## GIVEN ENTRIES
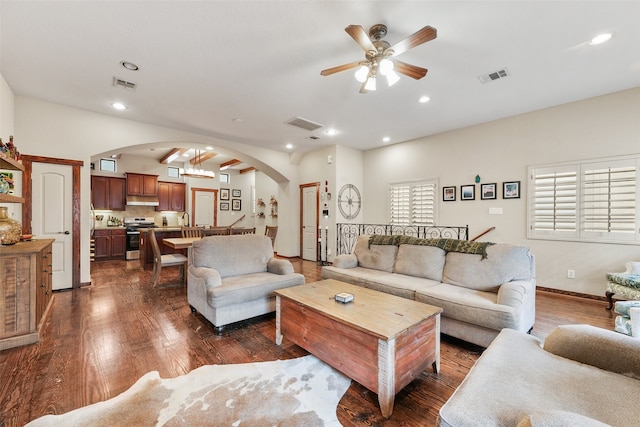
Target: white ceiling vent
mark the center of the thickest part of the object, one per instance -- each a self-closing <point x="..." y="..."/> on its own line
<point x="500" y="74"/>
<point x="305" y="124"/>
<point x="118" y="82"/>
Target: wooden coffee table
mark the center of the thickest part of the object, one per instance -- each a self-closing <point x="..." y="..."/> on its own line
<point x="379" y="340"/>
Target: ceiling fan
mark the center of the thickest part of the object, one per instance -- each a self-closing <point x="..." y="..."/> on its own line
<point x="380" y="56"/>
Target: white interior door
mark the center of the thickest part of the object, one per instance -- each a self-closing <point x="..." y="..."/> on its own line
<point x="52" y="218"/>
<point x="204" y="208"/>
<point x="310" y="223"/>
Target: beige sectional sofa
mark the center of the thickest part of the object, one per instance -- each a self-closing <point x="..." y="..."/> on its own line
<point x="580" y="377"/>
<point x="232" y="278"/>
<point x="480" y="293"/>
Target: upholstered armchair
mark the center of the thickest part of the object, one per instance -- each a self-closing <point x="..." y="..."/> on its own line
<point x="629" y="320"/>
<point x="626" y="284"/>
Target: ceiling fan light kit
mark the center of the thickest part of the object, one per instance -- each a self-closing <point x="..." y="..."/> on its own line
<point x="379" y="56"/>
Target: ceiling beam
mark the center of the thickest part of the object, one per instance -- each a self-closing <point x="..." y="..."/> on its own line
<point x="172" y="155"/>
<point x="201" y="157"/>
<point x="229" y="163"/>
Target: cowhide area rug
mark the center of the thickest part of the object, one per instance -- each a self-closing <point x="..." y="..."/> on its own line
<point x="296" y="392"/>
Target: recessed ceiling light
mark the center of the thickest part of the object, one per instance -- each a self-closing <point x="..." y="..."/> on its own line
<point x="129" y="65"/>
<point x="600" y="38"/>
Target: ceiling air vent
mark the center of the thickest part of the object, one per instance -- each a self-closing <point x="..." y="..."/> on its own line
<point x="486" y="78"/>
<point x="305" y="124"/>
<point x="124" y="84"/>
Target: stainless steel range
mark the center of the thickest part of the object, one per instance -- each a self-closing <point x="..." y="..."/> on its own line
<point x="133" y="226"/>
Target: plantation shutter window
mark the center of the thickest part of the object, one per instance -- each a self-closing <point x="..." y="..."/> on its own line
<point x="399" y="201"/>
<point x="609" y="194"/>
<point x="413" y="203"/>
<point x="554" y="201"/>
<point x="594" y="200"/>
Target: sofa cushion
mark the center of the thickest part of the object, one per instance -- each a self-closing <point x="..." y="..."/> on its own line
<point x="515" y="377"/>
<point x="503" y="264"/>
<point x="420" y="261"/>
<point x="377" y="257"/>
<point x="233" y="255"/>
<point x="398" y="284"/>
<point x="250" y="287"/>
<point x="597" y="347"/>
<point x="470" y="306"/>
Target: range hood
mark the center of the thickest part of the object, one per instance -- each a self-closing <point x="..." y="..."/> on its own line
<point x="142" y="201"/>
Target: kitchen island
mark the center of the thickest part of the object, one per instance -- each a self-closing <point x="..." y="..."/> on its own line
<point x="25" y="291"/>
<point x="146" y="252"/>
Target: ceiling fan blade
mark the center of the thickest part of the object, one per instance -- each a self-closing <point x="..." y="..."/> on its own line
<point x="412" y="71"/>
<point x="421" y="36"/>
<point x="339" y="68"/>
<point x="360" y="36"/>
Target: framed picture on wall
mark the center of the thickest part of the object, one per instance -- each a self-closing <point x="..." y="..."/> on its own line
<point x="467" y="192"/>
<point x="511" y="190"/>
<point x="449" y="194"/>
<point x="488" y="191"/>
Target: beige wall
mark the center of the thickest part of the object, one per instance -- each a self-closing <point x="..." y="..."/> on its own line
<point x="6" y="110"/>
<point x="501" y="151"/>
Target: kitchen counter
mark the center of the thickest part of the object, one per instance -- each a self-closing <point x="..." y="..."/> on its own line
<point x="162" y="229"/>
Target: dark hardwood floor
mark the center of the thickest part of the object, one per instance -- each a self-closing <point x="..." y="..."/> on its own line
<point x="98" y="340"/>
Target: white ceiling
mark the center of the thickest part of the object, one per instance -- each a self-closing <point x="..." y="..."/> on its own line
<point x="205" y="63"/>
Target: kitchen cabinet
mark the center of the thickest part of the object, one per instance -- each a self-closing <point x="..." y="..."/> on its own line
<point x="25" y="291"/>
<point x="142" y="185"/>
<point x="171" y="196"/>
<point x="110" y="243"/>
<point x="108" y="193"/>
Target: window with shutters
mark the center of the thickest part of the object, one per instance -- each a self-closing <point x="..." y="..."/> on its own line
<point x="413" y="203"/>
<point x="594" y="200"/>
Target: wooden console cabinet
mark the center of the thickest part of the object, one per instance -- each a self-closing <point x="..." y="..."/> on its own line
<point x="25" y="291"/>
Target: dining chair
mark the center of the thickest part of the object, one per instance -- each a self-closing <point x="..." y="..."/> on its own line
<point x="216" y="231"/>
<point x="271" y="231"/>
<point x="192" y="231"/>
<point x="243" y="230"/>
<point x="166" y="260"/>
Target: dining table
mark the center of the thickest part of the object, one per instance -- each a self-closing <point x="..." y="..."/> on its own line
<point x="180" y="242"/>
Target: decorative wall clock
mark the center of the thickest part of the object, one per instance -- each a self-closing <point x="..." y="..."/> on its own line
<point x="349" y="201"/>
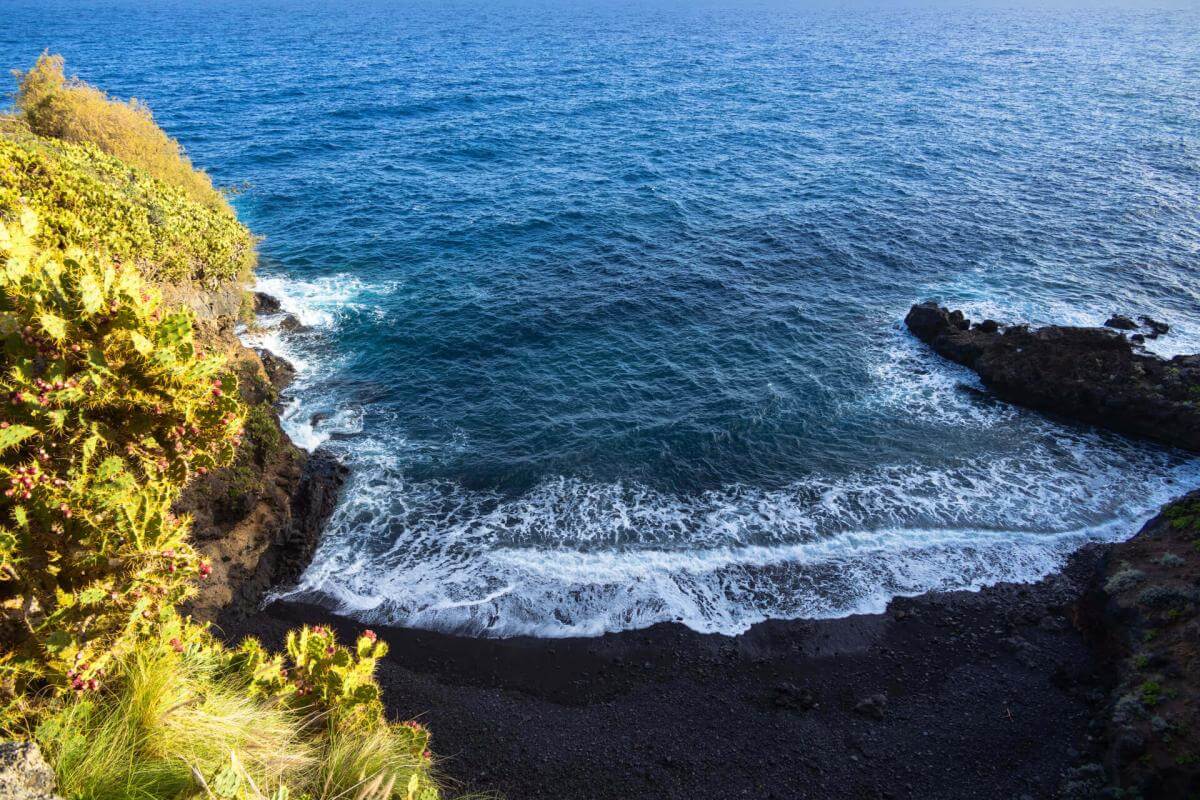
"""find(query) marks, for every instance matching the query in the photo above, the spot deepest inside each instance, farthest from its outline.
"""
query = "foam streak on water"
(603, 300)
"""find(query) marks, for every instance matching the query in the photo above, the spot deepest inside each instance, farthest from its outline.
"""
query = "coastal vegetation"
(111, 403)
(100, 173)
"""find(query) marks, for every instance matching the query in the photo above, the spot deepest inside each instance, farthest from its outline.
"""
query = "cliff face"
(1141, 607)
(258, 519)
(1092, 374)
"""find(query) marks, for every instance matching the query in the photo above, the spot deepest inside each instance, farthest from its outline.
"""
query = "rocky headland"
(1084, 685)
(258, 521)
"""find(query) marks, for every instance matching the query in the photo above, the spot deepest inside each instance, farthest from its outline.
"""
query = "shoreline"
(1011, 690)
(946, 695)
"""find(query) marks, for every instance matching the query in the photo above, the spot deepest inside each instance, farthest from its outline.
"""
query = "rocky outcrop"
(24, 774)
(1092, 374)
(257, 521)
(1141, 608)
(1143, 615)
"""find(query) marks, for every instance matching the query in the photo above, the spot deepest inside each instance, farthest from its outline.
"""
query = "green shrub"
(109, 410)
(69, 109)
(88, 199)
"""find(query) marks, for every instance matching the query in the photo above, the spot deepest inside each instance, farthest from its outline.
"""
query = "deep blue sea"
(606, 298)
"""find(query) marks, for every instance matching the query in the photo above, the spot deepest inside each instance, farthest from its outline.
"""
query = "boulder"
(265, 304)
(24, 774)
(1091, 374)
(1121, 323)
(873, 707)
(292, 324)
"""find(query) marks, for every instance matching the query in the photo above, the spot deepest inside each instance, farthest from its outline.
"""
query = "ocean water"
(605, 299)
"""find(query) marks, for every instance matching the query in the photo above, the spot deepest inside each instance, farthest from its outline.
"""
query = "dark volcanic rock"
(292, 324)
(279, 370)
(988, 326)
(873, 707)
(670, 714)
(1121, 323)
(291, 549)
(1091, 374)
(1156, 328)
(265, 304)
(1143, 615)
(24, 774)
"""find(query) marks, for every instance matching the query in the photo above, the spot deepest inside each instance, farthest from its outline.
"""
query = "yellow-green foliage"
(85, 198)
(187, 720)
(69, 109)
(107, 410)
(172, 717)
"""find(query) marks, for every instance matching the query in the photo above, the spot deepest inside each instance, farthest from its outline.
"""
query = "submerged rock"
(265, 304)
(1121, 323)
(873, 707)
(1156, 326)
(1092, 374)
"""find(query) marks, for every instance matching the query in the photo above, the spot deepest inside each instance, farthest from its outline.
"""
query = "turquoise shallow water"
(605, 298)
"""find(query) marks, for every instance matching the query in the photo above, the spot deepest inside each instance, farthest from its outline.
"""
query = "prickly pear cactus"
(106, 410)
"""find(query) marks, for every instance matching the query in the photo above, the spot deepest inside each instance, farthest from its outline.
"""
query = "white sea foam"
(577, 558)
(573, 558)
(310, 420)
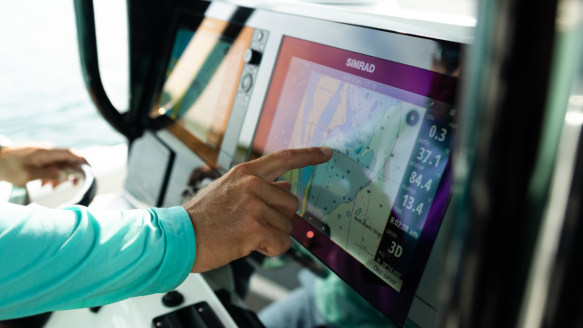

## AIM OF THE EXERCISE
Copy out each line of the listing that holds the word "light".

## OUTPUT OF THE TASK
Target: ceiling fan light kit
Target: recessed ceiling light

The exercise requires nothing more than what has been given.